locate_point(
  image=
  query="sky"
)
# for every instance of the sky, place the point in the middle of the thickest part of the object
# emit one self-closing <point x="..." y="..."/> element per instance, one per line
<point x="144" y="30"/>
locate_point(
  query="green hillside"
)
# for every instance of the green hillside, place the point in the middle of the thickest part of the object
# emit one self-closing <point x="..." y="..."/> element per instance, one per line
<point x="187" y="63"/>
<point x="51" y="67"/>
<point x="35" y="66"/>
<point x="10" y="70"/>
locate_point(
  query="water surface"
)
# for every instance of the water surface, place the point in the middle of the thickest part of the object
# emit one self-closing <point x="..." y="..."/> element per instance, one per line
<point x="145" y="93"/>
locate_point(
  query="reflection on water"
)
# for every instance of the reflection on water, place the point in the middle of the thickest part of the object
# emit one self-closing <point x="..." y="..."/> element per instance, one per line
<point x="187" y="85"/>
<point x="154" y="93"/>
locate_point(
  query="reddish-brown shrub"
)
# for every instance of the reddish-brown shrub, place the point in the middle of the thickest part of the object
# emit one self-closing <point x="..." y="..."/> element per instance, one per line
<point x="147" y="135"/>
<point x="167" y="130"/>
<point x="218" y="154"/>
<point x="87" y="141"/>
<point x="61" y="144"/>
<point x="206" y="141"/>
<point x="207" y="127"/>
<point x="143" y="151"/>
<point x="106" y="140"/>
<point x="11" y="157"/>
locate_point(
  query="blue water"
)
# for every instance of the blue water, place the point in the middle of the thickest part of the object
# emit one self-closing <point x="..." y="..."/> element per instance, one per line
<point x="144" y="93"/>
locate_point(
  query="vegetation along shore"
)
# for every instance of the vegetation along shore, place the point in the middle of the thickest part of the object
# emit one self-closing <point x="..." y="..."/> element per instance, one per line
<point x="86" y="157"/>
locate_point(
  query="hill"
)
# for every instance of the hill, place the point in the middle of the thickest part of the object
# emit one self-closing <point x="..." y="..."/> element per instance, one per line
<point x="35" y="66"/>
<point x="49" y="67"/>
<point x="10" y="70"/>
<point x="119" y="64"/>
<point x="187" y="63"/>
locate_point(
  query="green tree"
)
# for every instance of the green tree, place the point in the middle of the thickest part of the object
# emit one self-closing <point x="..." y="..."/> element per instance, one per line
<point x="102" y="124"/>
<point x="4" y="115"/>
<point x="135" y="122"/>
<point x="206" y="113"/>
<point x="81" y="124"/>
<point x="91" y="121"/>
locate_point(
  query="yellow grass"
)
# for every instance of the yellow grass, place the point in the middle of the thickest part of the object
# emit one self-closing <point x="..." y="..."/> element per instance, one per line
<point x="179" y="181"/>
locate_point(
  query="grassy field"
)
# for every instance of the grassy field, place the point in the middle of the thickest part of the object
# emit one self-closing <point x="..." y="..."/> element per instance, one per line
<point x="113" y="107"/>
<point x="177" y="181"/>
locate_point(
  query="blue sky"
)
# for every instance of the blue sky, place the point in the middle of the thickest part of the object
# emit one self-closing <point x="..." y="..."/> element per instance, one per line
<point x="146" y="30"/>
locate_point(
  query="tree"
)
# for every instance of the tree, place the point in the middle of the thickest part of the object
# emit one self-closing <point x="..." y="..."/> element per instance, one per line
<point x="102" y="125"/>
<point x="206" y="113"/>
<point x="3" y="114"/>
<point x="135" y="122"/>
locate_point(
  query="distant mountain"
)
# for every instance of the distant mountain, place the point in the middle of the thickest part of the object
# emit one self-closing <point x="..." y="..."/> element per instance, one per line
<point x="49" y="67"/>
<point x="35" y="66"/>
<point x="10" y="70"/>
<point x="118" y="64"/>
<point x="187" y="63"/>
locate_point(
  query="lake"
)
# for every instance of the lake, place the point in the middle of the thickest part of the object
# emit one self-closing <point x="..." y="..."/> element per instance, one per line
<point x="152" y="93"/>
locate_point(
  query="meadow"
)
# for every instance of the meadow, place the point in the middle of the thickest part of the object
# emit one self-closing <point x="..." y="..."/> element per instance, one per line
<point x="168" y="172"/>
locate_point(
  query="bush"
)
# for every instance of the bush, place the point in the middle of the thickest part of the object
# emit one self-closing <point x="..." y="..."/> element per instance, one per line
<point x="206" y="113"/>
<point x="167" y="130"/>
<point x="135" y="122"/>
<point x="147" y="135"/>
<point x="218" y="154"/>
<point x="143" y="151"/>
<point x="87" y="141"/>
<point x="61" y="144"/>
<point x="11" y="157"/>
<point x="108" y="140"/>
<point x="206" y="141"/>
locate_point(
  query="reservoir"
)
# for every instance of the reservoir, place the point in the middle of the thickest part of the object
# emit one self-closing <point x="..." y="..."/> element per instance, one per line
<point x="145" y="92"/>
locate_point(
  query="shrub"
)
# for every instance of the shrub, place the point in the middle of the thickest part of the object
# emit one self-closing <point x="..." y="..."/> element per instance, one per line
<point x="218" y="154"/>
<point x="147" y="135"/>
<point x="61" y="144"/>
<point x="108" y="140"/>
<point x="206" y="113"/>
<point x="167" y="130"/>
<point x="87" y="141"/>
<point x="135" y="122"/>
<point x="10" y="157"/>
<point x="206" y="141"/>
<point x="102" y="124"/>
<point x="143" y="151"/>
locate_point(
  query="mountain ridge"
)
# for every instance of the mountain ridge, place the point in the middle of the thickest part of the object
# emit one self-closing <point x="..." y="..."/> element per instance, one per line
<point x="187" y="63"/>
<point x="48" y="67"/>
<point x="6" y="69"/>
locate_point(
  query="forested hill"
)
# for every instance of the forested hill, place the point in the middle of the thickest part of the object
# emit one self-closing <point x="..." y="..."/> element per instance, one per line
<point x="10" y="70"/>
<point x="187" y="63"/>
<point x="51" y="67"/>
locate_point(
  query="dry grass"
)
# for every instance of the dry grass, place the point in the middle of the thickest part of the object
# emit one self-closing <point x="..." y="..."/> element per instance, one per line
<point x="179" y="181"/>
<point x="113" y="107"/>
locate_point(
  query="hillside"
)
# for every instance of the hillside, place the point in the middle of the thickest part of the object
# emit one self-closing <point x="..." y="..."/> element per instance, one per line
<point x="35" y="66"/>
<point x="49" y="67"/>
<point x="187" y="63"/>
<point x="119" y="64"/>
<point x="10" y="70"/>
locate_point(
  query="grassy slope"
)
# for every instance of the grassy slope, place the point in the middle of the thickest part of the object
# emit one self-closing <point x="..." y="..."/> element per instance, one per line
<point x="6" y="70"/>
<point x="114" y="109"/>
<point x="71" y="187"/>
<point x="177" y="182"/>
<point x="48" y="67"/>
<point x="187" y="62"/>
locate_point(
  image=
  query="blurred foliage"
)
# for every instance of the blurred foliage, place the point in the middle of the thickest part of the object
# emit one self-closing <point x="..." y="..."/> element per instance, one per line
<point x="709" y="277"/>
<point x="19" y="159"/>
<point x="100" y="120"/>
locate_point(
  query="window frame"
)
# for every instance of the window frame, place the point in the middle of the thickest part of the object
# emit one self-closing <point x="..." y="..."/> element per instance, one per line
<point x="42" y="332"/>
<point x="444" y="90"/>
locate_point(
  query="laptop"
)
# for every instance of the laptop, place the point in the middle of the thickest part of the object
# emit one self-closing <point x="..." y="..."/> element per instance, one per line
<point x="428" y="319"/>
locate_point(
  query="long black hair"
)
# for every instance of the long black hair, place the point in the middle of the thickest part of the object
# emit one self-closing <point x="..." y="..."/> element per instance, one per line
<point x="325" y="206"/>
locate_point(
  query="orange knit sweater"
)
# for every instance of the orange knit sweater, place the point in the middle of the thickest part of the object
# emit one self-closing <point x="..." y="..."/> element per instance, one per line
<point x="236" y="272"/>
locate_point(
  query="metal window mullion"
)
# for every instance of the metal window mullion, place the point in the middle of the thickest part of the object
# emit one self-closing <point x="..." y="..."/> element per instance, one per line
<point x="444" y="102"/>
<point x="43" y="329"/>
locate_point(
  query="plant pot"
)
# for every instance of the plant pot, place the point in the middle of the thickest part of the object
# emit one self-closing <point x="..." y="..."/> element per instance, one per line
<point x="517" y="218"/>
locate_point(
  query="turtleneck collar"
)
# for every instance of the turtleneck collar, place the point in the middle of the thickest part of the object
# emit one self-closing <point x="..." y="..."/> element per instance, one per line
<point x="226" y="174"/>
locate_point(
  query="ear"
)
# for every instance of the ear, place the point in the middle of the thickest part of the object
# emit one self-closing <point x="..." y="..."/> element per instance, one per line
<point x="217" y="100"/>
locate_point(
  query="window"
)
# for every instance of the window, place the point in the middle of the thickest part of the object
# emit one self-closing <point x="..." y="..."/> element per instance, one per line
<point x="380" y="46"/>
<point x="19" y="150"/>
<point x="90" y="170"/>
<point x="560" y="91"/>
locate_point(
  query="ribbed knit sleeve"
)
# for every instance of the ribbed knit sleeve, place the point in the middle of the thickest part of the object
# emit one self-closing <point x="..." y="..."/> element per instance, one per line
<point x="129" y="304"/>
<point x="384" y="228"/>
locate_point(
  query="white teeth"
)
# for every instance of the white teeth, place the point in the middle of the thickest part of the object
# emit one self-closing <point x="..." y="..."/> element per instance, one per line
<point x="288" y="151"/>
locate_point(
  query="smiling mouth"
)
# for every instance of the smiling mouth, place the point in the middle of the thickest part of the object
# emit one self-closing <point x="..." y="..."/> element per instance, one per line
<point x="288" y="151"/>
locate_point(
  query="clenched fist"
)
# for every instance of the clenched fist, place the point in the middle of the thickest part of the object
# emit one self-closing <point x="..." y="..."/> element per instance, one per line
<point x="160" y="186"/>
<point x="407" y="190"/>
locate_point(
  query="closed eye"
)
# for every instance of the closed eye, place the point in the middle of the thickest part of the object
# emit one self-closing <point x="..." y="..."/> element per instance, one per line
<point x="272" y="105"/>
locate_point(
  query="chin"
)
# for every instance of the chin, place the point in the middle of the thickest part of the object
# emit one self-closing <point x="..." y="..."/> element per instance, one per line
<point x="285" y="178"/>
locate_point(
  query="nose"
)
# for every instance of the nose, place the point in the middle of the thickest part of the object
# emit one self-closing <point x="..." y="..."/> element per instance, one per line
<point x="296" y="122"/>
◆ ◆ ◆ ◆
* _Détails du problème_
Affichez, s'il vous plaît, toutes les lignes de la liste ci-dessus qui contiennent le mot « bush ».

* _Sortie complète_
  query="bush"
# for every instance of the bush, place the point in the middle of the thickest part of the object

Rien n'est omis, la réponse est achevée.